Your task is to work out how many lines in the data include the word "leaf". Reply with the number alone.

**Dataset entries:**
╭──
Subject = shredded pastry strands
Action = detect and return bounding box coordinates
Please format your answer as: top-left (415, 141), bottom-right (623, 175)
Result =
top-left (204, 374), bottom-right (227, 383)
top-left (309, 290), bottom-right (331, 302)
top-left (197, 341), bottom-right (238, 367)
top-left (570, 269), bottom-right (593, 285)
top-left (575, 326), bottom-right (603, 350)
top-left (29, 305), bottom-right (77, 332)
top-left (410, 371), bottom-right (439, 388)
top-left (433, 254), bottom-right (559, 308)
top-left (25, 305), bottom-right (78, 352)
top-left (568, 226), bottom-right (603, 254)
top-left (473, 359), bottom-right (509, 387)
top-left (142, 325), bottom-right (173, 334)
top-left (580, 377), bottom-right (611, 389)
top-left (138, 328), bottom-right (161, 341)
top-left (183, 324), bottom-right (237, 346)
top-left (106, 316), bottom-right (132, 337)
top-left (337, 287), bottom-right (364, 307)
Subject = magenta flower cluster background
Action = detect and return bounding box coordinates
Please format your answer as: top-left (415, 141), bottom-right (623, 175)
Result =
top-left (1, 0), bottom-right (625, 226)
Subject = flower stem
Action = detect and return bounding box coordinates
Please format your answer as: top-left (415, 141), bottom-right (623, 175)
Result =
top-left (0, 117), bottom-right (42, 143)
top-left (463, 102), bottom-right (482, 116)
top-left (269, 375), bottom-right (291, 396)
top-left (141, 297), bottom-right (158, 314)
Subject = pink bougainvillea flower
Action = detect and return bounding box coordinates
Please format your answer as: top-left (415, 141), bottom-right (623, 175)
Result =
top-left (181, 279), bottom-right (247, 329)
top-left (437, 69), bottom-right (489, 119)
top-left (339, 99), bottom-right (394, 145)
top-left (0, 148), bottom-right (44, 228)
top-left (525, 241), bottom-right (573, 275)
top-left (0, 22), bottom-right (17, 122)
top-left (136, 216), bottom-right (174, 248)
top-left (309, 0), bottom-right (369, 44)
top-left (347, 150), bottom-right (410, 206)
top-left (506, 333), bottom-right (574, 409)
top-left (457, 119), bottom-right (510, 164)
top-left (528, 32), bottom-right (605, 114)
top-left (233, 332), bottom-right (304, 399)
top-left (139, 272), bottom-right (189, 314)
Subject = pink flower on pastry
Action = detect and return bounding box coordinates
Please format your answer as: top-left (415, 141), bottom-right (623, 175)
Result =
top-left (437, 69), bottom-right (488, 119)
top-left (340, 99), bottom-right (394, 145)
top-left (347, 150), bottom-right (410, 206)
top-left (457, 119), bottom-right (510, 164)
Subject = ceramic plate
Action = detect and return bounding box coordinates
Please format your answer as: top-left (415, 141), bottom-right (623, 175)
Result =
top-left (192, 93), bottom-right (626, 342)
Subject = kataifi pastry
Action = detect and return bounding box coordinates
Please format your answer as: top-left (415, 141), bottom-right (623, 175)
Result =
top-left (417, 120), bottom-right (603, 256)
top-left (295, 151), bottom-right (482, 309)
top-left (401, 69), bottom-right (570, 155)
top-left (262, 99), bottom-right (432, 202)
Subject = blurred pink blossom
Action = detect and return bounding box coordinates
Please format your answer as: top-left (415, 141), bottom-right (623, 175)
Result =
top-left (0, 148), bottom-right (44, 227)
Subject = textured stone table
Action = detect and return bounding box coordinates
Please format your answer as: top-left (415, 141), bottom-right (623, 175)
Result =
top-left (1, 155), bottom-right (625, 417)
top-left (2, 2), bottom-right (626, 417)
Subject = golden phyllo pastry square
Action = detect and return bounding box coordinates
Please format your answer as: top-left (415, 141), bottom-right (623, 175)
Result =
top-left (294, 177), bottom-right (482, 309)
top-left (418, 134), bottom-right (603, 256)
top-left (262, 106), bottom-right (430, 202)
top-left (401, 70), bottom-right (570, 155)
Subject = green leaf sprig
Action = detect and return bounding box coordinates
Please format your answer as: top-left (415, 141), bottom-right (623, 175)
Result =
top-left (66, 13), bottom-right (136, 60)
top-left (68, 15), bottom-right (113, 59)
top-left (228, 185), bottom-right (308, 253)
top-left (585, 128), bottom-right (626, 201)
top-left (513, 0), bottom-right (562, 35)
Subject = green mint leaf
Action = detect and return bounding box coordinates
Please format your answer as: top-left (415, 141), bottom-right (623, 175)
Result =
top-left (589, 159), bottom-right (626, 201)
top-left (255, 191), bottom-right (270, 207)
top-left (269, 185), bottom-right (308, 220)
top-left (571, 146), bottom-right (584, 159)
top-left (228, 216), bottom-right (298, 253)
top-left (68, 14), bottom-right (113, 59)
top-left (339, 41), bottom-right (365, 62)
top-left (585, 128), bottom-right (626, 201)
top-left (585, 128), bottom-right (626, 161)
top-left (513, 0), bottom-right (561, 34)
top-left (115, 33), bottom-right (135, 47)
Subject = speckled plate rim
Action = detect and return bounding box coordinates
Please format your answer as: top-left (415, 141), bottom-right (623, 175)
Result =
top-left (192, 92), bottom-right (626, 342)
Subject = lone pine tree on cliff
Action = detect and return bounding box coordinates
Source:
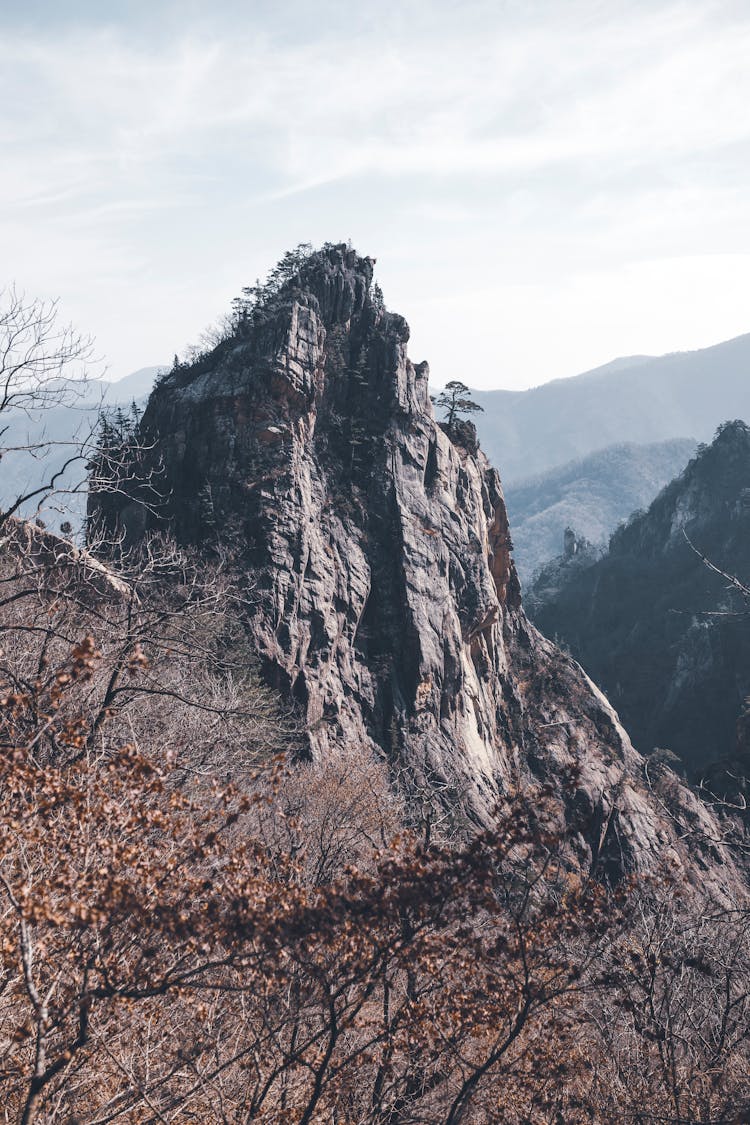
╰──
**Response box:**
2